*Action item:* Below is a listing. Write out exactly its lines between the one holding "Objective — for every instance of the dog's muzzle, mark" and the one holding "Objective — for every instance of the dog's eye, mark", inclusive.

*Data for this exercise:*
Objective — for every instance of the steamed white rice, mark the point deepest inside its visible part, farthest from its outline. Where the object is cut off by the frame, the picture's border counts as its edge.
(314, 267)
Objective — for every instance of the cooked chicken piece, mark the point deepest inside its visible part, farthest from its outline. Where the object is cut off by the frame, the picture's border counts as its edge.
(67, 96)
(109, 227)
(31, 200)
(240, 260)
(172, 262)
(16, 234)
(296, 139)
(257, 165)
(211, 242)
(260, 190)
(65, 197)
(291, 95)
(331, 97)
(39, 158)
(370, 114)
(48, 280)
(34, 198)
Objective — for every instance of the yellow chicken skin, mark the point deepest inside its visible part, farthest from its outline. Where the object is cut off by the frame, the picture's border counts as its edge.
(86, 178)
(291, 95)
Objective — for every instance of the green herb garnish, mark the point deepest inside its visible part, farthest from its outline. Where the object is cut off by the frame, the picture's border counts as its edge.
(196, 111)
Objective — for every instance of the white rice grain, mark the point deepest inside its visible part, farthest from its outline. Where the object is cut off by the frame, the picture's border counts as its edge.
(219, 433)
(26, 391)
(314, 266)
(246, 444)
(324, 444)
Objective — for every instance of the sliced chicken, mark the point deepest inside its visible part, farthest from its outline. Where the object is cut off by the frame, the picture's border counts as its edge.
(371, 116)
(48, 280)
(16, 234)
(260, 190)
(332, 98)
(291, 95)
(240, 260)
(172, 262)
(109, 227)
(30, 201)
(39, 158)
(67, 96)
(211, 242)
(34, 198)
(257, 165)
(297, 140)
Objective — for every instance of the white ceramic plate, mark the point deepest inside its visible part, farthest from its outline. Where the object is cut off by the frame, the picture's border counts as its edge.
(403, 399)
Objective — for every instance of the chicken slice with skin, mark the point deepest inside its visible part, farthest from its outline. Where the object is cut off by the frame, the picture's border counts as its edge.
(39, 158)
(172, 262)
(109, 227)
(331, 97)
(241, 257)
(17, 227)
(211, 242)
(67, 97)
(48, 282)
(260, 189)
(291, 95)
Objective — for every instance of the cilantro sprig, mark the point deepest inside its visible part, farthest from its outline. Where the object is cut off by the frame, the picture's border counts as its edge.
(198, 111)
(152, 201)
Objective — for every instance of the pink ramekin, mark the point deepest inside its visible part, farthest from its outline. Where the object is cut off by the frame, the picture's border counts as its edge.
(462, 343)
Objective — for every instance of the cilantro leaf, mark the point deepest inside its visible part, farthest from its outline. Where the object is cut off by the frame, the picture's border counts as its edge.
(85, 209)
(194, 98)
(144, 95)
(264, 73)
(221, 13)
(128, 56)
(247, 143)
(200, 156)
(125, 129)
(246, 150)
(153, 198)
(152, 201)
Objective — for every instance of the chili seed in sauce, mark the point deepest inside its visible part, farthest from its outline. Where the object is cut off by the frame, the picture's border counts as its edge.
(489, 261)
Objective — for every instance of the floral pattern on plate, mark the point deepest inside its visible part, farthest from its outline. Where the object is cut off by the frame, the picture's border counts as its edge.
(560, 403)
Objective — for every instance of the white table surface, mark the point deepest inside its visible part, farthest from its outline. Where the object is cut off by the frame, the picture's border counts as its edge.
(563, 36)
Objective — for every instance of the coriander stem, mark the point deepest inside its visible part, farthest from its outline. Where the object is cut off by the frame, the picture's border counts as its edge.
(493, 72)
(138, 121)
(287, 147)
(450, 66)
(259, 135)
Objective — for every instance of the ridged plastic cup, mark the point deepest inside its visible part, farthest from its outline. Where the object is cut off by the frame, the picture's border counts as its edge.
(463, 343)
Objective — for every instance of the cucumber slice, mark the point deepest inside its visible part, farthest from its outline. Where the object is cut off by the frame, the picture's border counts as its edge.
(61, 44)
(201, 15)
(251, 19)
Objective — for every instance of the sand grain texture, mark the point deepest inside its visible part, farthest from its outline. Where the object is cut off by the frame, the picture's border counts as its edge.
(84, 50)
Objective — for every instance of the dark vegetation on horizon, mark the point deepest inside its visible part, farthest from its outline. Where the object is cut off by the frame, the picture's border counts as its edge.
--
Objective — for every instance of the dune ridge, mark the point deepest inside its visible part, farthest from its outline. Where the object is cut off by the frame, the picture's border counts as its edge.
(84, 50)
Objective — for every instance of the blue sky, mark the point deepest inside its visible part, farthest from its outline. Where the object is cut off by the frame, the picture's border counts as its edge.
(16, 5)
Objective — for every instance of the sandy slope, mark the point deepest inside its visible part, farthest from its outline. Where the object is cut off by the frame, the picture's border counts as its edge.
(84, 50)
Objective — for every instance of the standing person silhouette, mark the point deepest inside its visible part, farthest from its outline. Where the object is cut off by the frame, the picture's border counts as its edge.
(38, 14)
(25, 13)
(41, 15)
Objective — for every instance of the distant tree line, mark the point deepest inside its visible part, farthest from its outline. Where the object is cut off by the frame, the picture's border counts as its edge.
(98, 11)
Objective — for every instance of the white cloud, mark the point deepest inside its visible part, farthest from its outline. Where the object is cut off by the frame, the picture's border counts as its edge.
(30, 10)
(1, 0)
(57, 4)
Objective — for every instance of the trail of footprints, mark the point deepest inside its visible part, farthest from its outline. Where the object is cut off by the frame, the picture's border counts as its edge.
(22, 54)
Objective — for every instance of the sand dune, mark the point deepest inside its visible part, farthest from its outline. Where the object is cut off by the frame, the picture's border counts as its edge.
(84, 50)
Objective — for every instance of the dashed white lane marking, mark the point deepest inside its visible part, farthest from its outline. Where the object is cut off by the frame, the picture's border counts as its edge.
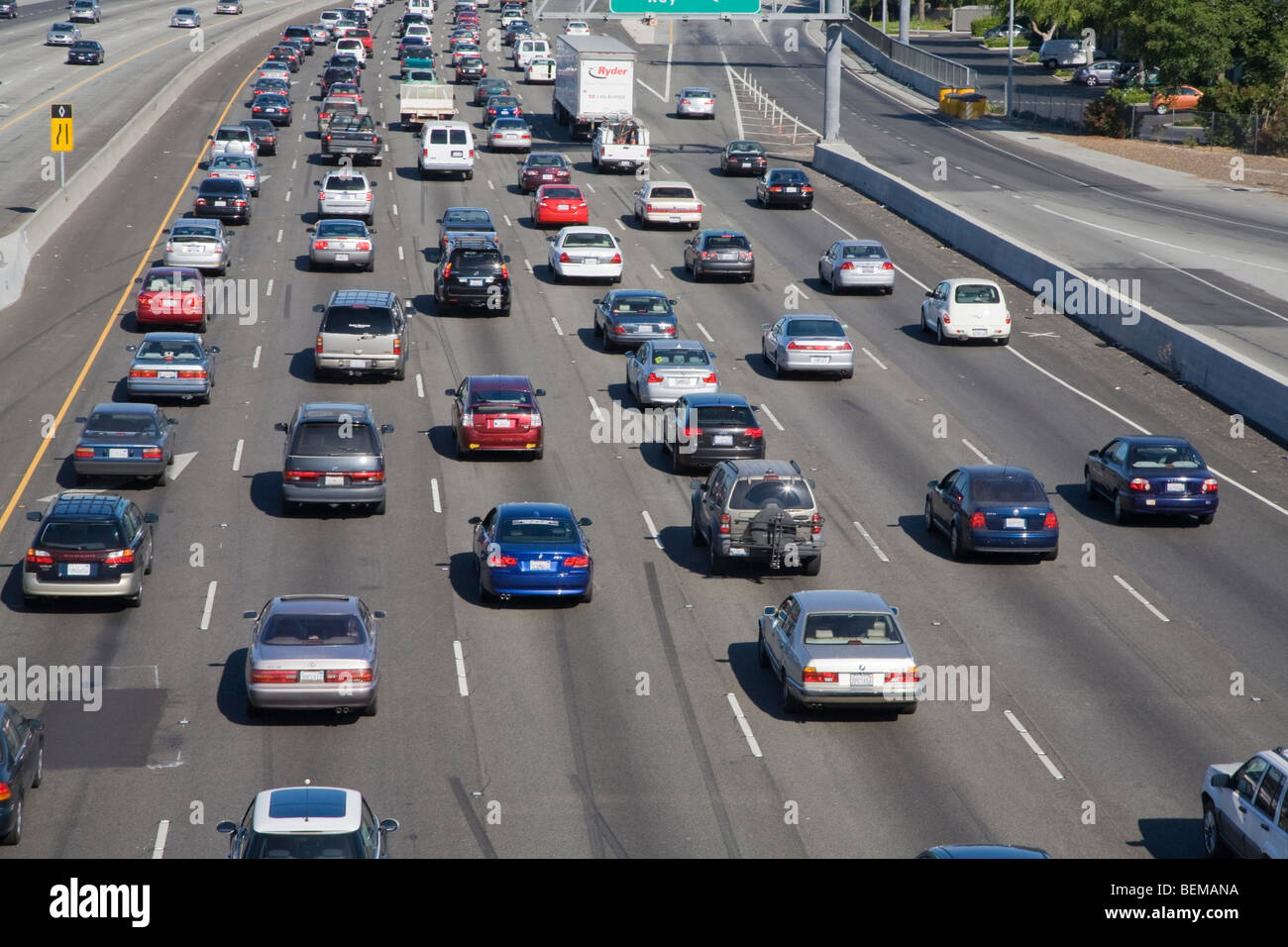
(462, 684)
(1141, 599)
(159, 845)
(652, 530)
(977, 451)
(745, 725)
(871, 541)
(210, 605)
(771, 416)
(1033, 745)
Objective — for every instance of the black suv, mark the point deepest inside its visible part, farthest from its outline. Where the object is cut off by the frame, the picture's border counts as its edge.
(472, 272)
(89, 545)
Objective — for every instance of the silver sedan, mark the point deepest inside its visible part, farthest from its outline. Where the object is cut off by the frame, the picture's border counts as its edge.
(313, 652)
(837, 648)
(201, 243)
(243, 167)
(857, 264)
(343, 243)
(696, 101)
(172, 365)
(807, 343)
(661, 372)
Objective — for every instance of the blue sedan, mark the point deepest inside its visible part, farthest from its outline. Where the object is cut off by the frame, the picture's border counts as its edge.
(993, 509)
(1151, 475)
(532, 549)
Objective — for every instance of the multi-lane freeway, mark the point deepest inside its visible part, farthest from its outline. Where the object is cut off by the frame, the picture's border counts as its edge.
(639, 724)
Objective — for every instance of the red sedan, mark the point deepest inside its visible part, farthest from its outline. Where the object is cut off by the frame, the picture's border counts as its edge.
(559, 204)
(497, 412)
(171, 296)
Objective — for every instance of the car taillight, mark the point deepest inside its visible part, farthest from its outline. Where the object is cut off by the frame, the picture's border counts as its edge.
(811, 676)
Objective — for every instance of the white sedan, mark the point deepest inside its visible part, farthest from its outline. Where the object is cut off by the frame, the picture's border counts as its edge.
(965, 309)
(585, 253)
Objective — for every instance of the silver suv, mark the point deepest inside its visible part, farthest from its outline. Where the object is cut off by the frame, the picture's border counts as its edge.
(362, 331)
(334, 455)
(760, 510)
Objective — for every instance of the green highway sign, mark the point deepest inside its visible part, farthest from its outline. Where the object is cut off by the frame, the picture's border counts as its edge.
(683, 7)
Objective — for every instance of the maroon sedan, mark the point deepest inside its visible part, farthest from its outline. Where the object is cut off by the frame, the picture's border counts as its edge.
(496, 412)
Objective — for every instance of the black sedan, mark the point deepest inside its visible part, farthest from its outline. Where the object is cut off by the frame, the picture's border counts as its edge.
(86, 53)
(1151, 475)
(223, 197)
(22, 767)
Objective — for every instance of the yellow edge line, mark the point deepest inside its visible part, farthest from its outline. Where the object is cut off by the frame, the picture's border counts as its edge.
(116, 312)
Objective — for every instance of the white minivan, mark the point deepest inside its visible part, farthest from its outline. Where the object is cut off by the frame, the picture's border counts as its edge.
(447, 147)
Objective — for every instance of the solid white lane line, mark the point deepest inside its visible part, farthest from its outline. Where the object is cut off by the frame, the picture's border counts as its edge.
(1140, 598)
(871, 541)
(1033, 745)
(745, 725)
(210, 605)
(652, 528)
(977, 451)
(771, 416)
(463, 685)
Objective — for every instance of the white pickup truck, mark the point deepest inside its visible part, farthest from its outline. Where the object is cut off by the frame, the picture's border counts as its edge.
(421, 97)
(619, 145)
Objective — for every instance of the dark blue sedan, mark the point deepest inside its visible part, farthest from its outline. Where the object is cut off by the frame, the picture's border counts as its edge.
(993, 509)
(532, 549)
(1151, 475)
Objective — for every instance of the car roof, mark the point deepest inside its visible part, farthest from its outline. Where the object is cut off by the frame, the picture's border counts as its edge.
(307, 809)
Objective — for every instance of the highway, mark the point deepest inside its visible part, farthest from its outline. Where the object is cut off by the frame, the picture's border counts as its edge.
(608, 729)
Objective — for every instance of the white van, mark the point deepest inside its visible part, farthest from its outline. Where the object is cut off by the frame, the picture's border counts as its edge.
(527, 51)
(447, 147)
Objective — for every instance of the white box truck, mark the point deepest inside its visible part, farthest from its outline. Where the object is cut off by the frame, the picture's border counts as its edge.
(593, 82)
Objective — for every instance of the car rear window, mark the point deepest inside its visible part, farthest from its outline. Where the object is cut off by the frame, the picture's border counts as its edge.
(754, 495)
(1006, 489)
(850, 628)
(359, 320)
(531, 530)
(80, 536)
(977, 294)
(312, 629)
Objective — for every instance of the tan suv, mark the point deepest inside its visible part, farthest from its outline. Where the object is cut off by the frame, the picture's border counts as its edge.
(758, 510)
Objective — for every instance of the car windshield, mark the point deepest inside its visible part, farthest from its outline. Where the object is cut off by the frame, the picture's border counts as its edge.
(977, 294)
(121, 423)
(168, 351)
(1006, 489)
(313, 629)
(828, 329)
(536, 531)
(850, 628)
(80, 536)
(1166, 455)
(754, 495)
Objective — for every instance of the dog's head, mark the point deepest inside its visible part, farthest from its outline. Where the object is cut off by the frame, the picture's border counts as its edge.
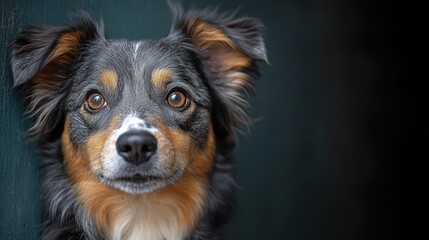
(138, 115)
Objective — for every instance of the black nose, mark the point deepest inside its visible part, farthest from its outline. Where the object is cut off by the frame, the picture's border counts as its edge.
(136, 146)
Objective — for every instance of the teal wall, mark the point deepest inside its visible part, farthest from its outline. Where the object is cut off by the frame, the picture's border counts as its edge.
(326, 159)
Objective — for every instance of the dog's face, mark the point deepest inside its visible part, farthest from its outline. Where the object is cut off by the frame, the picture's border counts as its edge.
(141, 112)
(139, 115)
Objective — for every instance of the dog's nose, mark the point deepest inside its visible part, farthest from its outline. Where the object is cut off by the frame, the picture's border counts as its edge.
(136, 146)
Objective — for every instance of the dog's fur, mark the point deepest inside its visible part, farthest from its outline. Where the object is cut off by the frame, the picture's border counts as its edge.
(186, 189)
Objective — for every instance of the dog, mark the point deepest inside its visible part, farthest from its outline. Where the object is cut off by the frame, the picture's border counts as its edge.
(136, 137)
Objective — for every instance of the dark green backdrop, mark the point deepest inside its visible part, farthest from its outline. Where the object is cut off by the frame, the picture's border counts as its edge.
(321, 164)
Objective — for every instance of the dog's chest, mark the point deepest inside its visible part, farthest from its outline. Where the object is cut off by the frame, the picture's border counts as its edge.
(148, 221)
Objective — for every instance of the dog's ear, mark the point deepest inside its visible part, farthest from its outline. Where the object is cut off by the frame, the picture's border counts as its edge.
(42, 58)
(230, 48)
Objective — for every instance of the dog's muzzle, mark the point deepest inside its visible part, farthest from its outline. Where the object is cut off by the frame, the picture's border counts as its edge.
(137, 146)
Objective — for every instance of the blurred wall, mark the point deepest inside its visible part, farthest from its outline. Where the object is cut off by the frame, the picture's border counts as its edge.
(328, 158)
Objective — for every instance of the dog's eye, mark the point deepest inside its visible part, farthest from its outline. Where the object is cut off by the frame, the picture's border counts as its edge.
---
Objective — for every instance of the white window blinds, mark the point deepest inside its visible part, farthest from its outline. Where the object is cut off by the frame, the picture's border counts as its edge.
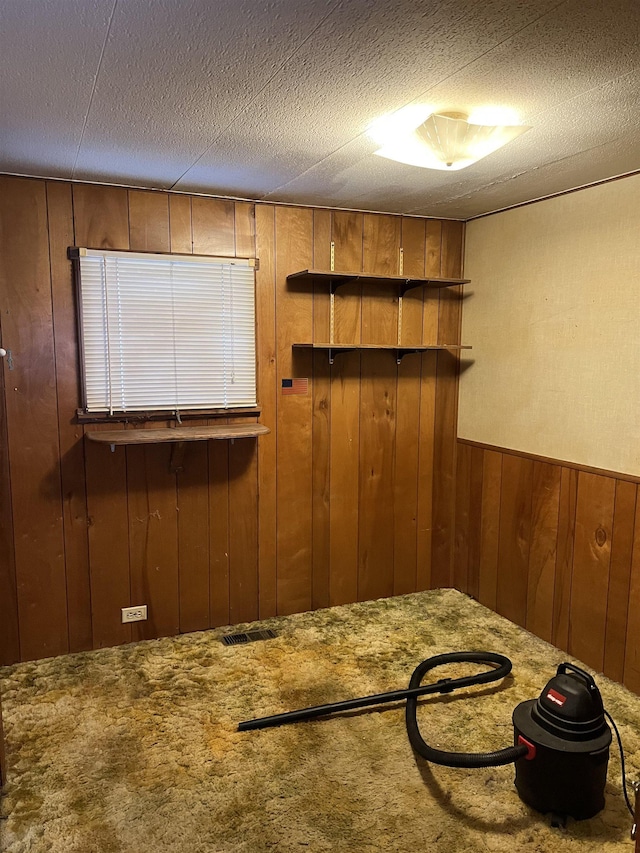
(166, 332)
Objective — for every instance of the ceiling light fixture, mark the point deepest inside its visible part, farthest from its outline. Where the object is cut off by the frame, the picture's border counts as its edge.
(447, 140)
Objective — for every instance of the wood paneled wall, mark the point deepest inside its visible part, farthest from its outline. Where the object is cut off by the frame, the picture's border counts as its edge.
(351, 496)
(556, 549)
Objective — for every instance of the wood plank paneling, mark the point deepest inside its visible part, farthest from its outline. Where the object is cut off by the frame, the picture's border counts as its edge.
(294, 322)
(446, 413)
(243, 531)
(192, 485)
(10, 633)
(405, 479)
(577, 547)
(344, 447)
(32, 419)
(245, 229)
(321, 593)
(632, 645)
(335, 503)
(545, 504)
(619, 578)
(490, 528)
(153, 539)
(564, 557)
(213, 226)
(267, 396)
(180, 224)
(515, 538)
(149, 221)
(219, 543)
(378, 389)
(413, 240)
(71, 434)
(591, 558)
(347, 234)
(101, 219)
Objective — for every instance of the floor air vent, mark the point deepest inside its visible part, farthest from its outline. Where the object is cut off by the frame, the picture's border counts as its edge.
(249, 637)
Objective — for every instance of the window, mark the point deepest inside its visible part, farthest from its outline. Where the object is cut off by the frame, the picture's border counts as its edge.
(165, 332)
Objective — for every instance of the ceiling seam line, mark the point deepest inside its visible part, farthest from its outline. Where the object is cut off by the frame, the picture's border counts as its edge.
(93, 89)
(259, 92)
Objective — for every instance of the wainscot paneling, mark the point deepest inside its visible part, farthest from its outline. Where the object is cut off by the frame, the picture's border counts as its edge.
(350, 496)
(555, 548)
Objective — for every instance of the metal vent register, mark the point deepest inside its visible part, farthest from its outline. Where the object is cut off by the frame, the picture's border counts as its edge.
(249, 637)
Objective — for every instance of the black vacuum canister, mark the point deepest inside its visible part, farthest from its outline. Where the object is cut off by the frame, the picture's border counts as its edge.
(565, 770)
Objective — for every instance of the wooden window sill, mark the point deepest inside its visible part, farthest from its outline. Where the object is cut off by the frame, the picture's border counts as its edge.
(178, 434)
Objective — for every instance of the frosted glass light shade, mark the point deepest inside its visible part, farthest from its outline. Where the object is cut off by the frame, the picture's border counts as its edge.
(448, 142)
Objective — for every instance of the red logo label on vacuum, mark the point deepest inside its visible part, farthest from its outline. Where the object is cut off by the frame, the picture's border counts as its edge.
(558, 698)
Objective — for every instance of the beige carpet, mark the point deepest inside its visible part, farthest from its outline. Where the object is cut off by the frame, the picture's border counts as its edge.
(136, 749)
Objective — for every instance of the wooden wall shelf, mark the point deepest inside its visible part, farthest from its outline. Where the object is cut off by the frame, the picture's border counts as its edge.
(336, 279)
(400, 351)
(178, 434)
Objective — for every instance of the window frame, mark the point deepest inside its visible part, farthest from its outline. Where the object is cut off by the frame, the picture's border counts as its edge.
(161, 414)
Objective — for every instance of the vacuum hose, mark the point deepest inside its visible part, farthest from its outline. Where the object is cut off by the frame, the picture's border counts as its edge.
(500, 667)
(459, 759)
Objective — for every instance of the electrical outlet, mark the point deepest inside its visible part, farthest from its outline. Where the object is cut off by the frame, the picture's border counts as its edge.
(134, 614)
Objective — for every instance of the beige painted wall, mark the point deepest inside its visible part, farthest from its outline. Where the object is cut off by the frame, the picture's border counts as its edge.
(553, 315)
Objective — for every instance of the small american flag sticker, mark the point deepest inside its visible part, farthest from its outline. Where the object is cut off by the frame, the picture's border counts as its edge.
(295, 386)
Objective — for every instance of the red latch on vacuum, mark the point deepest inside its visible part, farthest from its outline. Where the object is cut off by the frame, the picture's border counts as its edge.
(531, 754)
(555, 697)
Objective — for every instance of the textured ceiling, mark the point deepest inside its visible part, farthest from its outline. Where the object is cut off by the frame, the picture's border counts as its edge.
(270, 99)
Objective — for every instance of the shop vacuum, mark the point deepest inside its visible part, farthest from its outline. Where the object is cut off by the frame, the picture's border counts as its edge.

*Output:*
Objective — for every instance of the dog's muzzle, mark the point deepest inside its visible part, farthest from its outline. Where the object is cut off by the frame, the picture's border counts as its edge.
(137, 146)
Objective — for every instance of the blurred wall, mark the point deepest inside its visible part, farthest from its outline. Where the object is cut off by the frame, the picture's border counts as its edge.
(328, 158)
Objective — for every instance of the dog's eye, mark the point deepest inside its visible part, farthest from its outline. Where the object is cut off by the frame, the picture's border counts as its edge.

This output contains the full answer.